## PROVIDED DATA
• • •
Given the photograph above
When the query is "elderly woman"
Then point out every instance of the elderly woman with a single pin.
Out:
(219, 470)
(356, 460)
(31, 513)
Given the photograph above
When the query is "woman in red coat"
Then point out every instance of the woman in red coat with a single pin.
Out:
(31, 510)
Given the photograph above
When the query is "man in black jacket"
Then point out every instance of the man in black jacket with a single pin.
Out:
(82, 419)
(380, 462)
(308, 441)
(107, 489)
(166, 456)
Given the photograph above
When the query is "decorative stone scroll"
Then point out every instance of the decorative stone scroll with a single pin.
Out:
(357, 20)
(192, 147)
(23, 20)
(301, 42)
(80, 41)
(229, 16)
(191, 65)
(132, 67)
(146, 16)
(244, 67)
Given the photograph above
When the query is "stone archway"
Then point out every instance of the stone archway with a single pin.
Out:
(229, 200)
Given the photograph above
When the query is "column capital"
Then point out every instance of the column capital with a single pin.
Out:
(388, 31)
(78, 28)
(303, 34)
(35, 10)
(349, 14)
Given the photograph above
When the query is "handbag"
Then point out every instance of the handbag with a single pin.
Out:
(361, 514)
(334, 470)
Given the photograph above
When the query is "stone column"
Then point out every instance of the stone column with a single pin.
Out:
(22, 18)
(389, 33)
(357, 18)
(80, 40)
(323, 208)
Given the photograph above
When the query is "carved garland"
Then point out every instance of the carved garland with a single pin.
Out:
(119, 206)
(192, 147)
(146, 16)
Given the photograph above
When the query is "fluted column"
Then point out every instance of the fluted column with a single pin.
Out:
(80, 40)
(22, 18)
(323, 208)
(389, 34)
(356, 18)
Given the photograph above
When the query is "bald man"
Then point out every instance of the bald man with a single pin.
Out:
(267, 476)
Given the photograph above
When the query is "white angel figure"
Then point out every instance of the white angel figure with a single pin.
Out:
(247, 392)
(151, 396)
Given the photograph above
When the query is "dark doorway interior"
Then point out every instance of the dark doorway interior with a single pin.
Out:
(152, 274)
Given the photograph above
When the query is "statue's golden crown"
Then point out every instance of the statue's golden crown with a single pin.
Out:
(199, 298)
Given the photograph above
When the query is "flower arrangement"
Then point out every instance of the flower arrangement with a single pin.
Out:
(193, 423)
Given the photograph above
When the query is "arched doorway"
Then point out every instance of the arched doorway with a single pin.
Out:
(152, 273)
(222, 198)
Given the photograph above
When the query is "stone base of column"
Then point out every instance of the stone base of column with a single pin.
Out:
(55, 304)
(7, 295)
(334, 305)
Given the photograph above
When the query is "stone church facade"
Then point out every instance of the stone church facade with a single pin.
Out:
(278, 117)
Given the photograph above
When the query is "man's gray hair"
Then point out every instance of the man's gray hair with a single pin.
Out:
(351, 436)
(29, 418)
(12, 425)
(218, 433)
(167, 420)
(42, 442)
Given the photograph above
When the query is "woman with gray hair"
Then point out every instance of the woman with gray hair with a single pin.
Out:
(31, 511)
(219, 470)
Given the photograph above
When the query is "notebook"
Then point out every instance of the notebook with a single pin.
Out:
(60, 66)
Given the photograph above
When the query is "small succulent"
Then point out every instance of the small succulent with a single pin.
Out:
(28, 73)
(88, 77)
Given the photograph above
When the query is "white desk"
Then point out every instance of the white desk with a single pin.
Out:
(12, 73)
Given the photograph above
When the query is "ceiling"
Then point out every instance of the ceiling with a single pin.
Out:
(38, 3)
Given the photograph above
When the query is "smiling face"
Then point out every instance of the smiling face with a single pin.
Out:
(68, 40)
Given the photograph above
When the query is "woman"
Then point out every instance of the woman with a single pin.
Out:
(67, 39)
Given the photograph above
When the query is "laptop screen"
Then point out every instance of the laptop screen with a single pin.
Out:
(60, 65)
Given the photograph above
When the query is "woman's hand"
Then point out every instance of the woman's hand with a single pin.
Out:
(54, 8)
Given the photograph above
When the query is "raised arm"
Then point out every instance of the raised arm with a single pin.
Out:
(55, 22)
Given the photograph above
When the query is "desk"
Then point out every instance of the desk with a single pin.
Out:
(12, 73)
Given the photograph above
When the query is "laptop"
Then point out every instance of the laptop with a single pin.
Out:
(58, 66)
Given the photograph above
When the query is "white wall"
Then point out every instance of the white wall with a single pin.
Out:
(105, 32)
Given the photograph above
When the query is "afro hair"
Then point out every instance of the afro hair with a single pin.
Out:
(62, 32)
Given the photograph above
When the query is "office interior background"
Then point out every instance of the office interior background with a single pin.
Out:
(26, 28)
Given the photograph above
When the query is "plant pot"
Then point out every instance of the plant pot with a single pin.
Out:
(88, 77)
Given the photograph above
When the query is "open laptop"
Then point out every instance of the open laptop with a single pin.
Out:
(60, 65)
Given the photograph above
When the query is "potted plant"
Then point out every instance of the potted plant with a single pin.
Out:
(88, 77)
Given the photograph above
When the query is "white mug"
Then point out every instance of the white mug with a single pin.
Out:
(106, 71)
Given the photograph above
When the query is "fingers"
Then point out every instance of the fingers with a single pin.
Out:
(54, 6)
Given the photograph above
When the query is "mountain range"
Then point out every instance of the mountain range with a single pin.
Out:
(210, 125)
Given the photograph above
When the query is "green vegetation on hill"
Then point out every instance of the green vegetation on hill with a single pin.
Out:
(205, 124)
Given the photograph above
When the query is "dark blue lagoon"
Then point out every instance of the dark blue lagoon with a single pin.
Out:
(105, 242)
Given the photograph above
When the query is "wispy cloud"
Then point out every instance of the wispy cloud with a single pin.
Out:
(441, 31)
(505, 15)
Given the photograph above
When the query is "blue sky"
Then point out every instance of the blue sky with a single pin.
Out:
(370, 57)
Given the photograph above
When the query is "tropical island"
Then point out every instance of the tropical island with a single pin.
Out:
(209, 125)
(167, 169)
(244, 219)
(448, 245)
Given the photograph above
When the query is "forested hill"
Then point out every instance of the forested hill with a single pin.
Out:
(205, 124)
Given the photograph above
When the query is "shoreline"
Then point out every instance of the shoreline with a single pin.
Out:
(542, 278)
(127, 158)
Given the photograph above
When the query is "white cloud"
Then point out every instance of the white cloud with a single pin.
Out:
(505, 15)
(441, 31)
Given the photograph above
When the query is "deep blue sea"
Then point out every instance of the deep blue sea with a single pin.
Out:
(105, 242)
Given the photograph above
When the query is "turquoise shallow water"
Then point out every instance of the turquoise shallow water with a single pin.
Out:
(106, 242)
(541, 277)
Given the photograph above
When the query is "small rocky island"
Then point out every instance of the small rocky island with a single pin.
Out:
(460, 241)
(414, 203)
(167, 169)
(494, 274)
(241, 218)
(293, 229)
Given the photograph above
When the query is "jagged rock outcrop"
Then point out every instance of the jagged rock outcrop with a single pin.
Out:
• • •
## TASK
From the first line to the last, please quote the material above exactly.

## RESPONSE
Given the photograph above
When the query is "elderly woman"
Then point out every instance of the elderly woman with a single pin.
Out:
(219, 470)
(356, 460)
(31, 513)
Given the photograph above
When the query is "woman in red coat"
Then point out every instance of the woman in red coat with a single pin.
Out:
(31, 510)
Given the photograph above
When the query is "man in black jacket"
Then point out every instance of the man in black jacket with a single pin.
Out:
(82, 419)
(380, 462)
(308, 441)
(107, 489)
(166, 456)
Given the photograph above
When the query is "decorative stone scroll"
Then point out every instance of the decorative stone scroll with a single pin.
Out:
(357, 20)
(192, 147)
(23, 20)
(301, 42)
(80, 41)
(229, 16)
(191, 65)
(132, 67)
(146, 16)
(244, 67)
Given the photograph above
When the query is "stone archway"
Then point out every instance of the stone archway with a single pin.
Out:
(229, 200)
Given the photograph above
When the query is "column capital"
Then point out every instance of the column capital with a single pin.
Out:
(388, 31)
(78, 28)
(303, 34)
(35, 10)
(349, 14)
Given the photograph above
When the query is "handbag"
Then point out every instance of the handbag with a single pin.
Out:
(361, 514)
(334, 470)
Given the photograph above
When the query is "stone column"
Then point out every instance of the stone column with a single pin.
Out:
(22, 18)
(389, 33)
(357, 18)
(80, 40)
(323, 208)
Given the photograph above
When the query is "carved garland"
Then point out every instance of the carved garland with a single pin.
Out:
(119, 206)
(192, 147)
(146, 16)
Given the photograph above
When the query is "fluted column"
Then point out every instance of the fluted column with a single pin.
Out:
(80, 40)
(22, 18)
(323, 208)
(389, 34)
(356, 18)
Given the photograph above
When the query is "bald man"
Then point out every instance of the bald man with a single pin.
Out:
(267, 476)
Given the photograph above
When the query is "white angel figure"
Then point out every instance of the white angel figure with a single pin.
Out:
(247, 392)
(151, 396)
Given the photograph above
When the query is "dark doorway interior"
Then point out every instance of the dark doorway interior with a single pin.
Out:
(152, 274)
Given the photograph above
When the query is "statue's golden crown"
Then point out every instance of the statue's golden crown with a single pin.
Out:
(199, 298)
Given the photograph above
When the query is "flower arrangement"
Then point out every instance of the flower arrangement with a single pin.
Out:
(193, 423)
Given the photograph above
When the query is "arched doorway"
Then point out every instance of the arched doorway with a single pin.
Out:
(152, 273)
(222, 198)
Given the photograph above
When the query is "stone base of column"
Then point out every instance of the stone base of column with a single pin.
Out:
(55, 304)
(7, 295)
(334, 305)
Given the photograph above
When the query is "stone church facade"
Then point out every instance of the stone church facade with a single pin.
Out:
(278, 117)
Given the photograph above
When the query is "man's gray hair"
Then point out every instance of the man's gray hair with a single pin.
Out:
(351, 436)
(29, 418)
(12, 425)
(218, 433)
(167, 420)
(42, 442)
Given the photograph above
When the query is "woman with gray hair"
Then point out every instance of the woman with gray hair with a single pin.
Out:
(31, 511)
(219, 470)
Given the photograph above
When the query is "notebook"
Then point out every instance of the notebook with a single pin.
Out:
(60, 66)
Given the photograph above
When the query is "small succulent"
Then point out every instance of the small succulent with a single pin.
Out:
(28, 73)
(88, 77)
Given the photograph above
When the query is "white desk"
Then point out every instance of the white desk with a single pin.
Out:
(12, 73)
Given the photograph above
When the query is "ceiling"
Then point out every instance of the ceiling with a single pin.
Out:
(38, 3)
Given the photograph above
When the query is "smiling face"
Then point out every instance of the smiling face with a single pin.
Out:
(68, 40)
Given the photograph above
When the query is "woman"
Then point out every instance of the woman with a single pin.
Out:
(67, 39)
Given the photograph above
When the query is "laptop screen"
Then point out every instance of the laptop screen with a single pin.
Out:
(60, 65)
Given the photograph above
When the query is "woman's hand"
Then point out every instance of the woman's hand with a single pin.
Out:
(54, 8)
Given the photograph above
When the query is "raised arm"
Then point out every instance of the raised arm with a single pin.
Out:
(55, 22)
Given the photograph above
When the query is "desk"
Then point out every instance of the desk with a single pin.
Out:
(12, 73)
Given the photograph above
When the query is "laptop"
Then point out every instance of the laptop with a single pin.
Out:
(58, 66)
Given the photograph above
When the query is "white wall"
Then point out every instance of the white wall with a single pin.
Out:
(105, 32)
Given the photograph above
When the query is "afro hair"
Then point out every instance of the afro hair with a single pin.
Out:
(62, 32)
Given the photograph above
When the query is "office interior background"
Then point out every instance of the office interior background with a single pin.
Out:
(26, 28)
Given the photograph above
When the query is "plant pot"
Then point out every instance of the plant pot with a single pin.
Out:
(88, 77)
Given the photograph above
When the query is "open laptop"
Then point out every instance of the open laptop with a single pin.
Out:
(60, 65)
Given the photograph above
When the query is "potted plant"
Then point out every instance of the potted plant with a single pin.
Out:
(88, 77)
Given the photograph above
When the query is "white mug"
Then point out every instance of the white mug with a single pin.
Out:
(106, 71)
Given the photograph above
When the query is "fingers"
Then point out every instance of the fingers with a single pin.
Out:
(54, 6)
Given the photograph above
When the query is "mountain range"
Then point out every instance of the mountain range with a single pin.
Out:
(210, 125)
Given the photograph above
When the query is "green vegetation on hill"
Then point out every instance of the green vegetation on hill with a single pin.
Out:
(205, 124)
Given the photograph above
When the query is "dark blue lagoon"
Then point out every instance of the dark blue lagoon with a single pin.
Out:
(105, 242)
Given the photograph above
When the query is "wispy cloud"
Then point out every instance of the wispy cloud with a single pin.
Out:
(441, 31)
(505, 15)
Given the photograph above
When the query is "blue sky"
Then point out every instance of the blue sky with a single pin.
Out:
(370, 57)
Given the photograph above
When the query is "tropical island"
Then point out every instance of the tropical island with a single pin.
Out:
(209, 125)
(167, 169)
(244, 219)
(448, 245)
Given the photograph above
When the query is "forested hill"
Then point out every instance of the forested hill with a single pin.
Out:
(205, 124)
Given the photograph above
When the query is "shoreline"
Then point out every instance of the shoreline with a single pin.
Out:
(542, 278)
(127, 158)
Given the photograph above
When the query is "white cloud"
Then point out every instance of the white cloud with a single pin.
Out:
(505, 15)
(441, 31)
Given the photograph above
When the query is "deep blue sea"
Then point out every instance of the deep blue sea with a single pin.
Out:
(105, 242)
Given the photograph above
When the query is "turquoise shallow water"
Then point out every instance of the turquoise shallow water with a single pin.
Out:
(106, 242)
(541, 277)
Given the photograph above
When the query is "small rocky island"
Then point out every instance of the small rocky island with a single pin.
Out:
(460, 241)
(414, 203)
(167, 169)
(494, 274)
(241, 218)
(293, 229)
Given the photograph above
When the query is "jagged rock outcrop"
Then point out every instance of the jagged rock outcrop with a single pin.
Out:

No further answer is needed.